**EXERCISE AIM**
Please output the records below word for word and omit the pictures.

[Opening DATA SHOWN section]

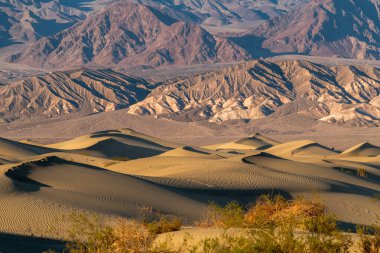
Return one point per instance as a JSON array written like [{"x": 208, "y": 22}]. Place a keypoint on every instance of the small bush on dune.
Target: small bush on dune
[
  {"x": 88, "y": 235},
  {"x": 232, "y": 215},
  {"x": 163, "y": 224},
  {"x": 369, "y": 239},
  {"x": 275, "y": 224},
  {"x": 272, "y": 225}
]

[Closing DATA SHOWN section]

**EXERCISE ANSWER**
Return one point per instance as a JSON array written like [{"x": 208, "y": 22}]. Place a keypoint on every instance of the small bush on dune.
Target: small bush on dune
[
  {"x": 88, "y": 235},
  {"x": 232, "y": 215},
  {"x": 163, "y": 224},
  {"x": 369, "y": 239},
  {"x": 275, "y": 224},
  {"x": 272, "y": 225}
]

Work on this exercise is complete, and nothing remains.